EXERCISE GOAL
From the line that includes "Exercise. Mark the packed" to the last line of the records, inclusive, repeat each line exactly.

Pointing dataset records:
⁂

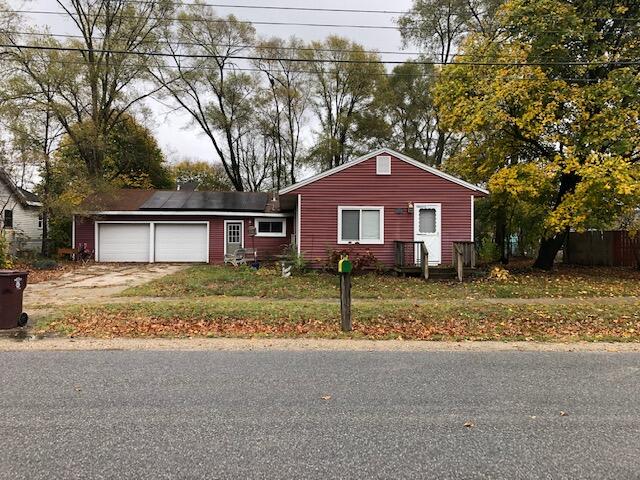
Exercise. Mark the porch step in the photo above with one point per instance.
(437, 273)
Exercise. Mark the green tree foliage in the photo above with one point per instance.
(205, 175)
(132, 158)
(556, 137)
(406, 102)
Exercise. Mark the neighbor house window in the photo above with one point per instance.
(361, 225)
(8, 219)
(270, 227)
(383, 165)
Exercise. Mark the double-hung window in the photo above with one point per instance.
(271, 227)
(8, 219)
(361, 225)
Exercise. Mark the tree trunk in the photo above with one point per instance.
(501, 234)
(549, 248)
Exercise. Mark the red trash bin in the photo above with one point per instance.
(12, 285)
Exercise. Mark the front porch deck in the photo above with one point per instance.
(409, 256)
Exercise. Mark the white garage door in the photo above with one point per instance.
(123, 242)
(180, 242)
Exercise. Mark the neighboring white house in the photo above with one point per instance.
(20, 216)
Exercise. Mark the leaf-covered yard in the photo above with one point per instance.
(205, 280)
(565, 305)
(445, 320)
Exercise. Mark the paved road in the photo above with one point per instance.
(160, 415)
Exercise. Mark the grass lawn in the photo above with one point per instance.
(206, 280)
(445, 320)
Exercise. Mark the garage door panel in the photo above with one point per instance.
(123, 242)
(181, 242)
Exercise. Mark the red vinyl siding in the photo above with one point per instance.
(265, 246)
(360, 186)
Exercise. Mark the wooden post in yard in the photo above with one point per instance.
(344, 268)
(345, 302)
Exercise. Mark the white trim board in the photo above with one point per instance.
(388, 151)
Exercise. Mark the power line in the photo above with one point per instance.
(307, 60)
(234, 68)
(216, 20)
(273, 7)
(193, 44)
(344, 10)
(270, 23)
(162, 43)
(310, 9)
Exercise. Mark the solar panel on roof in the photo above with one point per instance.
(223, 201)
(156, 201)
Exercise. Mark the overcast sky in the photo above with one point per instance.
(178, 141)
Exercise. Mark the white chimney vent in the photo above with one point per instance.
(383, 165)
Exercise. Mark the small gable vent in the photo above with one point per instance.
(383, 165)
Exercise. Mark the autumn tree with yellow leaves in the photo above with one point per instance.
(550, 113)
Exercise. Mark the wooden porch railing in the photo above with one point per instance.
(464, 255)
(412, 257)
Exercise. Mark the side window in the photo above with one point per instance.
(8, 219)
(427, 220)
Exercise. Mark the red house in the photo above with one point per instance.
(367, 204)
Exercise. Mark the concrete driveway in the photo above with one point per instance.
(94, 283)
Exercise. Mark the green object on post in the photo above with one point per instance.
(345, 265)
(344, 268)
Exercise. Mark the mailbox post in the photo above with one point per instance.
(344, 268)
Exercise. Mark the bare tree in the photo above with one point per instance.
(98, 77)
(204, 80)
(343, 78)
(288, 99)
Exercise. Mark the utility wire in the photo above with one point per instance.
(307, 60)
(162, 43)
(338, 10)
(235, 68)
(269, 23)
(273, 7)
(214, 20)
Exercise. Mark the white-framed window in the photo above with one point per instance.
(271, 227)
(363, 225)
(383, 165)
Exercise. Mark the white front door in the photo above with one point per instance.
(427, 228)
(234, 236)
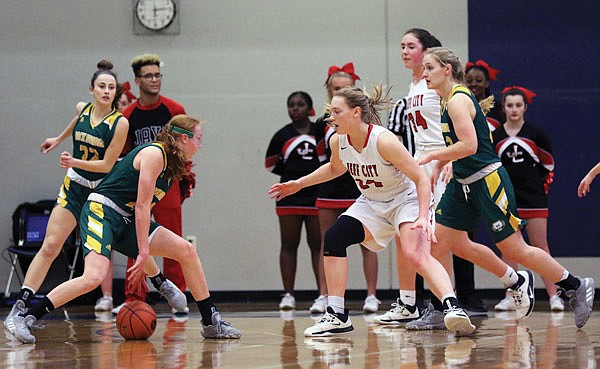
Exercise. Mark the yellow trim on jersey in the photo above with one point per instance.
(162, 147)
(493, 181)
(95, 227)
(112, 118)
(502, 202)
(97, 209)
(514, 221)
(67, 182)
(460, 88)
(93, 244)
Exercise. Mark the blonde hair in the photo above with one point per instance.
(370, 103)
(445, 56)
(176, 161)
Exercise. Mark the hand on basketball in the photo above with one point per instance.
(426, 229)
(280, 190)
(49, 144)
(446, 173)
(584, 186)
(137, 275)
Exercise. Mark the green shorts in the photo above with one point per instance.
(72, 196)
(103, 230)
(491, 197)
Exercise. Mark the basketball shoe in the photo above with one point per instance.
(220, 329)
(18, 308)
(581, 300)
(398, 314)
(330, 324)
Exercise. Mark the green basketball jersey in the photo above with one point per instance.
(90, 142)
(485, 155)
(121, 184)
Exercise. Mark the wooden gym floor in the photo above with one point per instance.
(74, 337)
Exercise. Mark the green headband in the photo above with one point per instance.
(182, 131)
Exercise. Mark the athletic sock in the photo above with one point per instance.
(450, 302)
(207, 309)
(40, 309)
(336, 303)
(437, 304)
(569, 282)
(157, 280)
(26, 294)
(408, 297)
(510, 277)
(518, 283)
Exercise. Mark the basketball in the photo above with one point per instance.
(136, 320)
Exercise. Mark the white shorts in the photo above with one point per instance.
(383, 219)
(440, 186)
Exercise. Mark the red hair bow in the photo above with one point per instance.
(528, 93)
(348, 68)
(492, 72)
(127, 91)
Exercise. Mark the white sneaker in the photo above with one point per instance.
(330, 324)
(398, 314)
(556, 303)
(319, 305)
(456, 319)
(522, 295)
(104, 303)
(288, 302)
(506, 304)
(371, 304)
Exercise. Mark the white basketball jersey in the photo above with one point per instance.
(423, 112)
(376, 178)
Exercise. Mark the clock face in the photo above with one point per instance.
(155, 14)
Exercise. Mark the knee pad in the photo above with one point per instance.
(344, 232)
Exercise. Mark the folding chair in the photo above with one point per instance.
(29, 229)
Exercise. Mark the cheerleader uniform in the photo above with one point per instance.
(528, 159)
(292, 155)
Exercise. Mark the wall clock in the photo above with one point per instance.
(156, 17)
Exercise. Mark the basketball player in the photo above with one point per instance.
(395, 199)
(335, 196)
(99, 133)
(116, 217)
(480, 186)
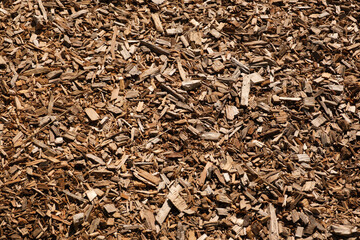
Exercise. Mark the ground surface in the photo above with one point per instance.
(179, 119)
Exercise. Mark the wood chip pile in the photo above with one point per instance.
(189, 119)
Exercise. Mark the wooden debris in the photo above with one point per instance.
(179, 119)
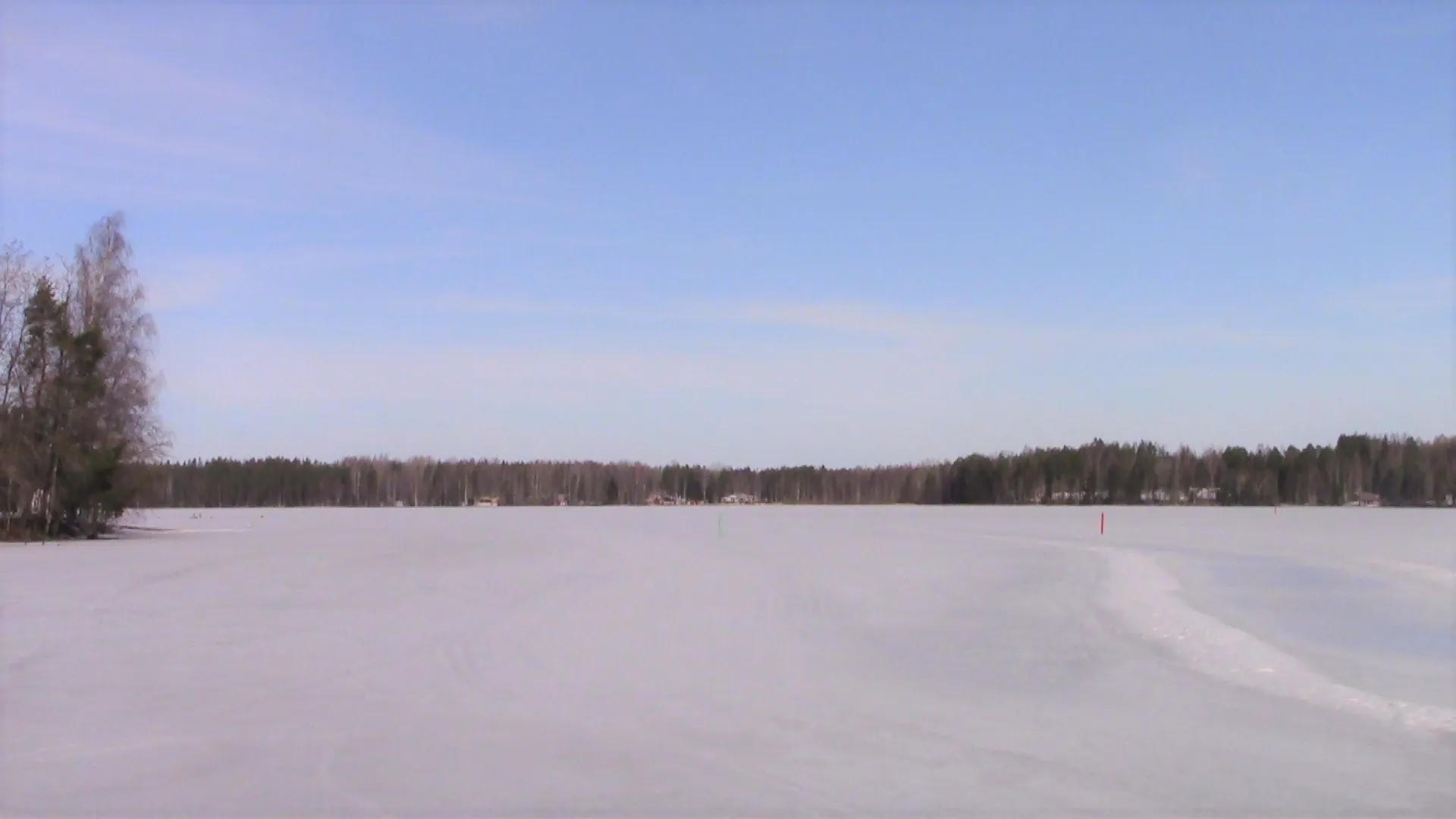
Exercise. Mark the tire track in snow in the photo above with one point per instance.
(1147, 598)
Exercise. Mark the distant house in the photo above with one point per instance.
(661, 497)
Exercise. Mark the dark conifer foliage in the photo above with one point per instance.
(1392, 471)
(76, 388)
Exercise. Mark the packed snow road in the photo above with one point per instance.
(641, 662)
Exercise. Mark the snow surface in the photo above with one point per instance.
(634, 662)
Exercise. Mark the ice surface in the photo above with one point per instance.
(632, 662)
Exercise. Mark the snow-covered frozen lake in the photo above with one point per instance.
(783, 662)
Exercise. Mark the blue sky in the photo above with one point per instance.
(758, 232)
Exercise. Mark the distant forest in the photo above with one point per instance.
(1391, 471)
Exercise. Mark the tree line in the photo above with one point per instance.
(1394, 471)
(76, 387)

⁂

OUTPUT OF THE TASK
Exercise. Mark the packed snow road in the photo above with one point per instance.
(641, 662)
Exercise. Mark the snow surface in the photo above with one point per instance.
(634, 662)
Exercise. Mark the ice surface in the photo above with one point per instance.
(632, 662)
Exercise. Mark the snow-covered frozen lake in the photo above with one point per instance.
(783, 662)
Exercise. Mark the blue sky in the photo above with one point per instance.
(758, 232)
Exercise. Mark the distant forest in the photo above with one point per instance.
(1391, 471)
Exercise. Mark the tree line in the photo above with one point per instance.
(1394, 471)
(76, 387)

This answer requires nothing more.